Copy each of the items below word for word, with nothing changed.

# start of Input records

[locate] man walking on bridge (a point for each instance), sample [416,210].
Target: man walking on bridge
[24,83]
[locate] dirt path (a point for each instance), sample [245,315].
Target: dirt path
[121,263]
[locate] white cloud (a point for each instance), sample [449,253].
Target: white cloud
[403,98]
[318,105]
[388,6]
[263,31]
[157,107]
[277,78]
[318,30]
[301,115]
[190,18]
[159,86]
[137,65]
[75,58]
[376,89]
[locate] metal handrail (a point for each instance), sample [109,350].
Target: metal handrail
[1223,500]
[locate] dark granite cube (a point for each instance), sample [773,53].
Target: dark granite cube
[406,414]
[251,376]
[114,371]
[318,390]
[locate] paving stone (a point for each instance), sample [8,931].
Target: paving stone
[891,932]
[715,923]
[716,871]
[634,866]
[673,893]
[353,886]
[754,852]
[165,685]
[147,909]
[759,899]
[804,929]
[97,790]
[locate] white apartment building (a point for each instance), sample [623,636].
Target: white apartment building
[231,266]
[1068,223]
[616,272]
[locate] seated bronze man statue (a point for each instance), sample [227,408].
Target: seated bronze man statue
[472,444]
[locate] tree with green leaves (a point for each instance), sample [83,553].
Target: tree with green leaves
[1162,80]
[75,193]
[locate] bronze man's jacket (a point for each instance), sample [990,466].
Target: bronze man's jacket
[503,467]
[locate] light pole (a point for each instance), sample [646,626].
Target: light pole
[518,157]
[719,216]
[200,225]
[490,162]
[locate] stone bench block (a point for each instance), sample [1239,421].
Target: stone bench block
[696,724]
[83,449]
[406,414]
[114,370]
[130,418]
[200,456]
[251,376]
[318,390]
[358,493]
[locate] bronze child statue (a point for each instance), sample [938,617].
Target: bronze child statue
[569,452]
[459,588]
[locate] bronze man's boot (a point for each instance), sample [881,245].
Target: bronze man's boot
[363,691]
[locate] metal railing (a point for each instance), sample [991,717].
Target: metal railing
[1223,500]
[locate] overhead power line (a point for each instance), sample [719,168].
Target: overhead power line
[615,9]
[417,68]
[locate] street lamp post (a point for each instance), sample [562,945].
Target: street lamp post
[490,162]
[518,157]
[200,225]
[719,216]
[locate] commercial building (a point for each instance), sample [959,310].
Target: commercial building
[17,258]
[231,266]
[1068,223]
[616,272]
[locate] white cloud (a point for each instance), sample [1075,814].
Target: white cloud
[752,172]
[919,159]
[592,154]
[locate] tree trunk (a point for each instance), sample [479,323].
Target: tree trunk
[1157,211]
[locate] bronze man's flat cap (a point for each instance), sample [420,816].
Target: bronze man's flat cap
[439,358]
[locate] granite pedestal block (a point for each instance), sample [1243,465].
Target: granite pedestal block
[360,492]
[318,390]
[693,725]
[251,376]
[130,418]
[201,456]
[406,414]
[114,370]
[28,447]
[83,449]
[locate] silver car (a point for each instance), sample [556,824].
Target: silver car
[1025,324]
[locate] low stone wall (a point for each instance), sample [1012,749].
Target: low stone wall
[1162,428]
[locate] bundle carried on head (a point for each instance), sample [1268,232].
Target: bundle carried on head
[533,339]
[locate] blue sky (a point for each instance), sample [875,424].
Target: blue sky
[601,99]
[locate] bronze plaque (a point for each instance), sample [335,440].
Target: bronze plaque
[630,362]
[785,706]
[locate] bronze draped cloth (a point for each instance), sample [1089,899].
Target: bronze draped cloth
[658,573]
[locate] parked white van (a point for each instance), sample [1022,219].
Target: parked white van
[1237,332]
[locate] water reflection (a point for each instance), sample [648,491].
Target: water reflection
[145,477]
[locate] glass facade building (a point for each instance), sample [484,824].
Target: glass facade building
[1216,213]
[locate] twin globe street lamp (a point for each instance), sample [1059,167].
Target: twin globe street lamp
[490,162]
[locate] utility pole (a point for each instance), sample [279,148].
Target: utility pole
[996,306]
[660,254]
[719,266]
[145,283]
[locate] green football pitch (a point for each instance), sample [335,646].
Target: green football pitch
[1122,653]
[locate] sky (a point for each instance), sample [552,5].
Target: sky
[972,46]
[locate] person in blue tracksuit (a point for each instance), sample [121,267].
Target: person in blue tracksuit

# end of Input records

__Reply to the task__
[locate] man walking on bridge (a point for each instance), sample [416,210].
Target: man walking on bridge
[24,83]
[locate] dirt path (a point for each instance), sample [245,315].
Target: dirt path
[121,263]
[locate] white cloud (a point for each instance), sample [449,253].
Target: white cloud
[403,98]
[318,105]
[388,6]
[263,31]
[157,107]
[277,78]
[318,30]
[301,115]
[190,18]
[159,86]
[137,65]
[75,58]
[376,89]
[locate] metal handrail (a point for each instance), sample [109,350].
Target: metal handrail
[1223,500]
[locate] dark granite cube (a point for each instance), sample [773,53].
Target: dark granite cube
[406,414]
[251,376]
[114,371]
[318,390]
[locate] paving stone (a point for each instance), sample [8,931].
Target: paving stone
[891,932]
[715,923]
[716,871]
[634,866]
[673,893]
[353,886]
[754,852]
[165,685]
[147,909]
[759,899]
[804,929]
[97,790]
[locate] white apartment building (a point for each instance), sample [623,636].
Target: white apartment building
[231,266]
[1068,223]
[616,272]
[locate] seated bronze man statue (a point for each instance), sample [227,408].
Target: seated bronze man statue
[472,444]
[locate] tree with green leaves (a point for each instance), sample [83,553].
Target: tree with green leaves
[1162,80]
[75,193]
[locate] bronze man's jacket (a point for each instance), sample [990,466].
Target: bronze man's jacket
[503,467]
[locate] light pole (a point for each instance), sample [646,626].
Target: light pole
[518,157]
[719,216]
[200,225]
[490,162]
[locate] stone bench block (a point for each instance), sample [1239,421].
Target: stone bench block
[696,724]
[83,449]
[406,414]
[114,370]
[130,418]
[200,456]
[251,376]
[318,390]
[358,493]
[locate] bronze child statue (a point for each instance), sample [938,617].
Target: bronze child statue
[569,452]
[459,588]
[locate] bronze man's boot (a point for each instance), sample [881,245].
Target: bronze man's boot
[363,691]
[locate] metal railing (a point for each instance), sample [991,717].
Target: metal railing
[1223,500]
[locate] overhead power line (a point for each instance), sample [719,168].
Target: overhead power line
[615,9]
[417,68]
[locate] street lamp post (a point for each instance), sample [562,945].
Target: street lamp post
[490,162]
[518,157]
[200,225]
[719,216]
[locate] commercial building (a point for each instance), sample [959,310].
Target: commercial building
[17,258]
[231,266]
[1068,223]
[616,272]
[locate] white cloud (a point for each instance), sample [1075,814].
Target: white cloud
[752,172]
[919,159]
[592,154]
[locate] tree trunk (a point for each instance), sample [479,323].
Target: tree trunk
[1157,211]
[locate] bronze man's flat cap (a point for each instance), sample [420,816].
Target: bronze man's flat cap
[439,358]
[locate] granite pedestal block (a point for each instance), sample [1243,465].
Target: granite pedestal block
[360,492]
[318,390]
[693,725]
[251,376]
[130,418]
[201,456]
[406,414]
[114,370]
[28,447]
[83,449]
[locate] silver car (a point for each instance), sample [556,824].
Target: silver car
[1025,324]
[locate] low stone wall (a point for each instance), sample [1012,749].
Target: low stone wall
[1162,428]
[locate] bundle carried on head (a point for each instance), sample [1268,232].
Target: bundle carried on head
[533,339]
[locate] blue sky (a point for each instance), sample [875,424].
Target: blue sky
[601,99]
[locate] bronze plaque (a point for each instance), sample [335,440].
Target: bronze plaque
[630,362]
[785,706]
[locate] bronze draped cloth (a point for each instance), sample [1089,899].
Target: bronze draped cloth
[658,573]
[locate] parked white van (a point for each instance), sample [1022,219].
Target: parked white van
[1237,332]
[locate] water reflection (a point for each instance), sample [648,491].
Target: water reflection
[145,477]
[locate] glass facade building (a point for each instance), sample [484,824].
Target: glass facade building
[1216,213]
[locate] twin globe street lamp (a point for each instance), sample [1059,167].
Target: twin globe street lamp
[490,162]
[locate] utility pole (a point for each instance), sample [279,148].
Target: utility pole
[996,306]
[660,254]
[719,266]
[145,283]
[locate] green football pitch (a point for each instance), sample [335,646].
Target: green football pitch
[1122,653]
[locate] sky (a point for each instance), sample [552,5].
Target: sky
[972,46]
[locate] person in blue tracksuit (a point for each instance), sample [121,267].
Target: person in blue tracksuit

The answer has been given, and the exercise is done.